◆ SUPPLIED TEXT:
Spinelli v. National Footbal League
1:13-cv-07398
S.D.N.Y.Mar 27, 2015Background
- Seven professional sports photographers (Plaintiffs) sued the NFL, its clubs, Getty Images, Associated Press (AP), Replay Photos and others, alleging antitrust conspiracies, copyright infringement, contract breaches, fiduciary breaches and unjust enrichment related to licensing of NFL-related photographs.
- Getty held an exclusive NFL photo-licensing deal (via Getty Agreement) until 2009; AP acquired successive exclusive commercial licensing arrangements (First and Second AP Agreements) for 2009–2015; AP subcontracted retail fulfillment to Replay.
- Plaintiffs had contributor agreements with Getty and later with AP granting AP broad, often exclusive, perpetual licenses to reproduce, sublicense and distribute their photos; Getty contributor agreements contained broad arbitration clauses.
- Plaintiffs allege defendants allowed royalty-free or ‘complimentary’ uses by the NFL (including on NFL.com, publications, promotions and via links to retail sites), depriving Plaintiffs of royalties and depressing their bargaining power — and that the NFL’s collective licensing and exclusive deals restrained trade.
- Procedurally: Getty moved to compel arbitration; AP, NFL, Replay and AP-related defendants moved to dismiss. Court treated contract documents integral to the complaint and considered them on the motions.

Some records
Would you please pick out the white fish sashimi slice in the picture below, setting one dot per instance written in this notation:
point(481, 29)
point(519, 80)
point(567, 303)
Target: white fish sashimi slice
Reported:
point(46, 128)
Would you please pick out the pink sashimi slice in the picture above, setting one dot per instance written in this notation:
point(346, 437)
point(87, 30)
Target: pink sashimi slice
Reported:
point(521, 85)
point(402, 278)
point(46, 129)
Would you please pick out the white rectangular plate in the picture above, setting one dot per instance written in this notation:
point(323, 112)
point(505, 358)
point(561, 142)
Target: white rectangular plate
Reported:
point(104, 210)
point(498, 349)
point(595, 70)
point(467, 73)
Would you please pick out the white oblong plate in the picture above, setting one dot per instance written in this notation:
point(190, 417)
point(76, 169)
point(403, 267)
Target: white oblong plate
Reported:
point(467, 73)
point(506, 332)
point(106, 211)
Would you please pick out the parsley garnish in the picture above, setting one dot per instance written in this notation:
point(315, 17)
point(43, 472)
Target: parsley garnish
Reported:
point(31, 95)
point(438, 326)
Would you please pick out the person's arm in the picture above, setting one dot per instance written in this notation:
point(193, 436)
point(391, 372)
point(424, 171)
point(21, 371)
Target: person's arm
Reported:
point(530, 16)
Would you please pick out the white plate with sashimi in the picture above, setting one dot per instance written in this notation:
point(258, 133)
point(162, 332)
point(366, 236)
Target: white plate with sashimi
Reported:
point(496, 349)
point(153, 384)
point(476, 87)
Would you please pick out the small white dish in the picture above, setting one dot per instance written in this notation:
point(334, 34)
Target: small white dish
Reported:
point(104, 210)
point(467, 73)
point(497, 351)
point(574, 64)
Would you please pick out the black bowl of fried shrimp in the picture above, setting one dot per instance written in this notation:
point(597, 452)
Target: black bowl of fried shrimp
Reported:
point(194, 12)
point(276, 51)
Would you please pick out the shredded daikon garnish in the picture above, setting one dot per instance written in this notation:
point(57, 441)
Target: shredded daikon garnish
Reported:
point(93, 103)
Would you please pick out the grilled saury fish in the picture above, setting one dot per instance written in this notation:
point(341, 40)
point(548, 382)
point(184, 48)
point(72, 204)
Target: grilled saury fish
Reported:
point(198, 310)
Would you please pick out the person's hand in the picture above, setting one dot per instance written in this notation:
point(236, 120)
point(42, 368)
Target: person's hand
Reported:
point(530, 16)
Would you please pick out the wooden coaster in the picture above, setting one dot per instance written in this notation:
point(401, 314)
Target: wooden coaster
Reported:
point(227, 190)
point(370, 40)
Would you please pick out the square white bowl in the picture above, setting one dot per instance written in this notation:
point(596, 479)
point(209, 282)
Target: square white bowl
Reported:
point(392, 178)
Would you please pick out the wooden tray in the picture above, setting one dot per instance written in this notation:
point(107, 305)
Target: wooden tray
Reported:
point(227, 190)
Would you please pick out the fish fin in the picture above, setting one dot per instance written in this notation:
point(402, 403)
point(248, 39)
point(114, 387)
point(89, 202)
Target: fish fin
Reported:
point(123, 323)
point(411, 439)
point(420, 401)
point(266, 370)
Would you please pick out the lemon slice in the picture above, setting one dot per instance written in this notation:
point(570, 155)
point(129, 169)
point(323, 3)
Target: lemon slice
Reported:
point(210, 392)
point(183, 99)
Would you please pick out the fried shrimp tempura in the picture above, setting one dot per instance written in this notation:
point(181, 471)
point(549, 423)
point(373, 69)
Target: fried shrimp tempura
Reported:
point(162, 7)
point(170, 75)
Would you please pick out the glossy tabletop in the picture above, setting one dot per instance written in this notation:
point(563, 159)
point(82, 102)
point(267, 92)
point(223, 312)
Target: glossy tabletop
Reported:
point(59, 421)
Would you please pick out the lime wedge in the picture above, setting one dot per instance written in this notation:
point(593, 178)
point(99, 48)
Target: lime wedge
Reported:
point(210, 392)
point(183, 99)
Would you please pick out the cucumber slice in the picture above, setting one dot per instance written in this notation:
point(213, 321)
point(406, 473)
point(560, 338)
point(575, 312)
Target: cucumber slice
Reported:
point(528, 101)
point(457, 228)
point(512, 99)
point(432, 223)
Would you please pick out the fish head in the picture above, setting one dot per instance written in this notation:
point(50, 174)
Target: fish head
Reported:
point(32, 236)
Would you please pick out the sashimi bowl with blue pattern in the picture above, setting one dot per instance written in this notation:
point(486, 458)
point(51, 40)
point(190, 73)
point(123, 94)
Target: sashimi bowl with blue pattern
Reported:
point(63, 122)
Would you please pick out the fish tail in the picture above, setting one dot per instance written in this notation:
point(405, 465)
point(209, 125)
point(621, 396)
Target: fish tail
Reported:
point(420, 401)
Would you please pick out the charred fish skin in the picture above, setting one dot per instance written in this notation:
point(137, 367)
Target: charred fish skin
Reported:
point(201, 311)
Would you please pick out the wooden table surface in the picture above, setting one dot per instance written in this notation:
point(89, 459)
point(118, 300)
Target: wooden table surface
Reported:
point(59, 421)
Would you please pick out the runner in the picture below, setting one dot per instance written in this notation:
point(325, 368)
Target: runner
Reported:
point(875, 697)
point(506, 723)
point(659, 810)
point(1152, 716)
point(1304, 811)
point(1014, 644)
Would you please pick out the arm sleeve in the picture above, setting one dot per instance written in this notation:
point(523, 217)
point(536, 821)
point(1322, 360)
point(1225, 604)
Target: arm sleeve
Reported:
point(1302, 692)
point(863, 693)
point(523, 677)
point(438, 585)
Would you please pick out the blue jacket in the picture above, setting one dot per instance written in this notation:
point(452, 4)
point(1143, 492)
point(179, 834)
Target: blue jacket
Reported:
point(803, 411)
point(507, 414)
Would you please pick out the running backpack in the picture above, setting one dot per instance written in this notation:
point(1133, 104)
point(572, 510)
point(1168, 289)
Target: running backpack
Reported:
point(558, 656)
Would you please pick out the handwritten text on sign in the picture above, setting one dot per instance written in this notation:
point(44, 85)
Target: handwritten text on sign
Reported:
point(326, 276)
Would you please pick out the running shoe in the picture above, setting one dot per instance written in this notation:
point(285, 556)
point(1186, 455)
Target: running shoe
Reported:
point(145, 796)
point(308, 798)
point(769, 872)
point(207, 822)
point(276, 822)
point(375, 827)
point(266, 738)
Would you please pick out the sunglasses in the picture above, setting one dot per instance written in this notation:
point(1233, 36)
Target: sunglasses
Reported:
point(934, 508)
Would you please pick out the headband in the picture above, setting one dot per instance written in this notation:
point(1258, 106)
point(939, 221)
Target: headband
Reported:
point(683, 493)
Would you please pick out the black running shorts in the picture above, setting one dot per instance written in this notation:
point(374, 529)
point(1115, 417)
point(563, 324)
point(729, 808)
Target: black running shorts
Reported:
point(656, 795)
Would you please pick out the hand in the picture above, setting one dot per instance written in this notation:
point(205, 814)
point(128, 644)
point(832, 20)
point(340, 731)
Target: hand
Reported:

◆ AIM:
Restate the stretch of the case summary from "- Plaintiffs had" through "broad arbitration clauses.", changing "perpetual" to "time-limited".

◆ ANSWER IN FULL:
- Plaintiffs had contributor agreements with Getty and later with AP granting AP broad, often exclusive, time-limited licenses to reproduce, sublicense and distribute their photos; Getty contributor agreements contained broad arbitration clauses.